▶ **Excerpted passage**
My white world’s racism shame
THE greatest challenge to white people, and especially to white anti-racist activists, is admitting to our own racist indoctrination and unconscious racism.
The challenge is recognising that we are part of the fabric of a global system of domination, which bestows privileges onto us by virtue of the colour of our skin and thus we are never “not benefitting” from our whiteness.
As white folk, are we ever able to overcome completely the racist indoctrination we were brought up with and can we ever fully claim the status of nonracists, even those of us who are practising antiracism activists?
Through years of deep reflection on my upbringing and learnt racism, I have come to recognise that a deeply held conviction that is entrenched in the collective white psyche from the moment we pass into the realm of language is that to be human is to be white.
This is the inevitable indoctrination of those who grow up in a white Christian settler society that has its ideological roots in a colonial narrative of black bestiality (the bodily being) and white supremacy (the disembodied pure being created in the image of God).
This narrative excludes the humanity, the intellect and the spirit of black folk and retained these qualities as exclusively belonging to white folk.
Colonial discourse created the construct of a black primal and uncontrollable sexuality. The enslaved black man was constructed as inferior, savage, and ungodly.
The notion that the black man had an insatiable craving to conquer the bastion of pure and pious white womanhood was concocted to control white women.
It also served to justify the behaviour of white slave masters, who projected and performed their lust on their female slaves.
The message is that whites are a morally superior race and that blacks are dangerous and prone to committing the most heinous acts of crime against the most innocent in our society.
These constructed stories that white communities tell themselves are validated both privately and publicly and circulated by the social and mainstream media.
The story of the black rapist forcing himself on the white female is the one pushed most determinedly. A white rape victim is often given more media time to share her traumatic narrative than a black woman is. In fact most rapes of black women attract very little attention.

▶ **The data**

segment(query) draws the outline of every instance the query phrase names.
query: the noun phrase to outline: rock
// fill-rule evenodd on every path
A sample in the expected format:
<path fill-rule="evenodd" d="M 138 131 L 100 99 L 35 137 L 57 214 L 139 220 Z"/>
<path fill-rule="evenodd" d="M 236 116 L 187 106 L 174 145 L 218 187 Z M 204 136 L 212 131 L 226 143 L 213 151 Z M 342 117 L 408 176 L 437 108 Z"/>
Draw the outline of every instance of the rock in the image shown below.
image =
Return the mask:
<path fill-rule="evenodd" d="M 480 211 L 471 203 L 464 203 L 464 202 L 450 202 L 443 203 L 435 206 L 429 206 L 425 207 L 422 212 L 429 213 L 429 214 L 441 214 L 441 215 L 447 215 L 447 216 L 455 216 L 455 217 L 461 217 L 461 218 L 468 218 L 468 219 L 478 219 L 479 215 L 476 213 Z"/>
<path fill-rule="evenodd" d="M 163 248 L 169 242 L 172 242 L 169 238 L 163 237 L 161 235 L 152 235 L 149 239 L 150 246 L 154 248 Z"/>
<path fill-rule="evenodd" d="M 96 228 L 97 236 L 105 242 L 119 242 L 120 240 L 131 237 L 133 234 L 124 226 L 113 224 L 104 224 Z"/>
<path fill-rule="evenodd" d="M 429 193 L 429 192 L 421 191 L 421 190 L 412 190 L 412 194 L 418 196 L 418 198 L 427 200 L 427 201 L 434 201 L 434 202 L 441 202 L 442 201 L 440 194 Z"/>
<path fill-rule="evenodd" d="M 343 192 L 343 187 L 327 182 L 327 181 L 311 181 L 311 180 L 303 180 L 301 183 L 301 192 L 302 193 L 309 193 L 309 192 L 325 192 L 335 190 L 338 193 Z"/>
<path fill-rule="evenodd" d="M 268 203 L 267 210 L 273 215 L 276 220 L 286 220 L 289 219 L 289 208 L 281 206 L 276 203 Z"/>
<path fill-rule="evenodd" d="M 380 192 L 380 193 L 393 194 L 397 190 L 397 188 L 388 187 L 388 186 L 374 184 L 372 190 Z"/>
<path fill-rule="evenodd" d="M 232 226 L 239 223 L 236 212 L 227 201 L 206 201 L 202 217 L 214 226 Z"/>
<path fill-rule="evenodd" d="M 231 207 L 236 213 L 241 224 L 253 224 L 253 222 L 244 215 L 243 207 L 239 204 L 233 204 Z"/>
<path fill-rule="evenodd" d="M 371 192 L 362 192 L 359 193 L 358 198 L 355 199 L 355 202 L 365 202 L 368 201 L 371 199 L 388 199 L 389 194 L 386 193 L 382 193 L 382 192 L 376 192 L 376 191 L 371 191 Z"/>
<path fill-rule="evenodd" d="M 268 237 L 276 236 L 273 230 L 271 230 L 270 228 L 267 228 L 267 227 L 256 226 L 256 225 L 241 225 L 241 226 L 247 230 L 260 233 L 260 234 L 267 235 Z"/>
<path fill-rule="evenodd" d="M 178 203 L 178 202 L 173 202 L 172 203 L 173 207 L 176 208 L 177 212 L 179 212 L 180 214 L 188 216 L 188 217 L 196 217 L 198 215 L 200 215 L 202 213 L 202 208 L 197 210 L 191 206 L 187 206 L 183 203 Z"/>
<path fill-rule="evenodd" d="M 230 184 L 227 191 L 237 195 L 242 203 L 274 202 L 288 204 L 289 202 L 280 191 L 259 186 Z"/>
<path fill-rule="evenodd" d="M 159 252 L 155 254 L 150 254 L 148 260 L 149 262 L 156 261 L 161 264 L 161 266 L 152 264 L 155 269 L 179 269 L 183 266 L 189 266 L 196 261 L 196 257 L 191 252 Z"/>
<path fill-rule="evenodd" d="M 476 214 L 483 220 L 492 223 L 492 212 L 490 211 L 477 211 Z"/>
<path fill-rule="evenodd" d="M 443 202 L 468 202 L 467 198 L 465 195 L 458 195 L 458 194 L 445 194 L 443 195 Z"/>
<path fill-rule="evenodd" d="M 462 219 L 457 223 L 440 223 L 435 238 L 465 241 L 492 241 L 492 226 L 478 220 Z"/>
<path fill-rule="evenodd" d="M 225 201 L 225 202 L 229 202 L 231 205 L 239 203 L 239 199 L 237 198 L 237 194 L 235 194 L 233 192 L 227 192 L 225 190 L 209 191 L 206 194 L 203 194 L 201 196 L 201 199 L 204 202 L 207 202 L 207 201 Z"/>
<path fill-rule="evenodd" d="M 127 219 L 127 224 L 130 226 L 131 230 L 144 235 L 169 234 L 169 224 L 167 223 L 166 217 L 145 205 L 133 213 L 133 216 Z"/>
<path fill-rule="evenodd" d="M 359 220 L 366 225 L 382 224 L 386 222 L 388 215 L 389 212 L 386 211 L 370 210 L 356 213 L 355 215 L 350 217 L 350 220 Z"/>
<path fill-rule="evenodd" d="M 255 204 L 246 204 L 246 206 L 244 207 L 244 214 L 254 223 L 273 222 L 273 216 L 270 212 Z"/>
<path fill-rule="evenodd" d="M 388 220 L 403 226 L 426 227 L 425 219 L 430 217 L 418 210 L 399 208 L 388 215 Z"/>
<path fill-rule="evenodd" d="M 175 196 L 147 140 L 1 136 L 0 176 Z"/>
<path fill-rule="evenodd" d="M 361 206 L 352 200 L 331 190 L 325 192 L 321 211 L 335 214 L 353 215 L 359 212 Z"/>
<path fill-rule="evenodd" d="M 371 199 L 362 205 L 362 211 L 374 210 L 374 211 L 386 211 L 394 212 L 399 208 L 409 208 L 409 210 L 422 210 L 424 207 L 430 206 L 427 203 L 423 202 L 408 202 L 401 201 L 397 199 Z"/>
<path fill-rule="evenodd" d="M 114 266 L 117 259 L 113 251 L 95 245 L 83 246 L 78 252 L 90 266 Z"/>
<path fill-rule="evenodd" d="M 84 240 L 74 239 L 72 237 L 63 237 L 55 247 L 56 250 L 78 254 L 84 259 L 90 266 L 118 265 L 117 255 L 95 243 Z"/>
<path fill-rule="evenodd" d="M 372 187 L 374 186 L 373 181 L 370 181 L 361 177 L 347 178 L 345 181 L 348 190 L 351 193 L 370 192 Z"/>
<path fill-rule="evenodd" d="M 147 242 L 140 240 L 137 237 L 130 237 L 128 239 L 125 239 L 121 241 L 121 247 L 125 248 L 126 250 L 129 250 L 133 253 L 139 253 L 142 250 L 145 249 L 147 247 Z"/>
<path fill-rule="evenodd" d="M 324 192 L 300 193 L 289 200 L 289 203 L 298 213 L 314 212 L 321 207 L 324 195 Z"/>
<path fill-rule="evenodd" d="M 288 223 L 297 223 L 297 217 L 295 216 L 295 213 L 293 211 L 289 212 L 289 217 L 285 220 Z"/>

▶ **Prompt 1**
Reproduce the whole essay on white racism word for word.
▶ **Prompt 2**
Copy out the section of the records that begins with their first line and ends with the line containing "429 193 L 429", keeping both of those lines and changing nothing.

▶ **Written answer 1**
My white world’s racism shame
THE greatest challenge to white people, and especially to white anti-racist activists, is admitting to our own racist indoctrination and unconscious racism.
The challenge is recognising that we are part of the fabric of a global system of domination, which bestows privileges onto us by virtue of the colour of our skin and thus we are never “not benefitting” from our whiteness.
As white folk, are we ever able to overcome completely the racist indoctrination we were brought up with and can we ever fully claim the status of nonracists, even those of us who are practising antiracism activists?
Through years of deep reflection on my upbringing and learnt racism, I have come to recognise that a deeply held conviction that is entrenched in the collective white psyche from the moment we pass into the realm of language is that to be human is to be white.
This is the inevitable indoctrination of those who grow up in a white Christian settler society that has its ideological roots in a colonial narrative of black bestiality (the bodily being) and white supremacy (the disembodied pure being created in the image of God).
This narrative excludes the humanity, the intellect and the spirit of black folk and retained these qualities as exclusively belonging to white folk.
Colonial discourse created the construct of a black primal and uncontrollable sexuality. The enslaved black man was constructed as inferior, savage, and ungodly.
The notion that the black man had an insatiable craving to conquer the bastion of pure and pious white womanhood was concocted to control white women.
It also served to justify the behaviour of white slave masters, who projected and performed their lust on their female slaves.
The message is that whites are a morally superior race and that blacks are dangerous and prone to committing the most heinous acts of crime against the most innocent in our society.
These constructed stories that white communities tell themselves are validated both privately and publicly and circulated by the social and mainstream media.
The story of the black rapist forcing himself on the white female is the one pushed most determinedly. A white rape victim is often given more media time to share her traumatic narrative than a black woman is. In fact most rapes of black women attract very little attention.

▶ **Written answer 2**
segment(query) draws the outline of every instance the query phrase names.
query: the noun phrase to outline: rock
// fill-rule evenodd on every path
A sample in the expected format:
<path fill-rule="evenodd" d="M 138 131 L 100 99 L 35 137 L 57 214 L 139 220 Z"/>
<path fill-rule="evenodd" d="M 236 116 L 187 106 L 174 145 L 218 187 Z M 204 136 L 212 131 L 226 143 L 213 151 Z M 342 117 L 408 176 L 437 108 Z"/>
Draw the outline of every instance of the rock in the image shown below.
image =
Return the mask:
<path fill-rule="evenodd" d="M 480 211 L 471 203 L 464 203 L 464 202 L 450 202 L 443 203 L 435 206 L 429 206 L 425 207 L 422 212 L 429 213 L 429 214 L 441 214 L 441 215 L 447 215 L 447 216 L 455 216 L 455 217 L 461 217 L 461 218 L 468 218 L 468 219 L 478 219 L 479 215 L 476 213 Z"/>
<path fill-rule="evenodd" d="M 163 248 L 169 242 L 172 242 L 169 238 L 163 237 L 161 235 L 152 235 L 149 239 L 150 246 L 154 248 Z"/>
<path fill-rule="evenodd" d="M 96 228 L 97 236 L 105 242 L 119 242 L 120 240 L 131 237 L 133 234 L 124 226 L 113 224 L 104 224 Z"/>
<path fill-rule="evenodd" d="M 429 193 L 429 192 L 421 191 L 421 190 L 412 190 L 412 194 L 418 196 L 418 198 L 427 200 L 427 201 L 434 201 L 434 202 L 441 202 L 442 201 L 440 194 Z"/>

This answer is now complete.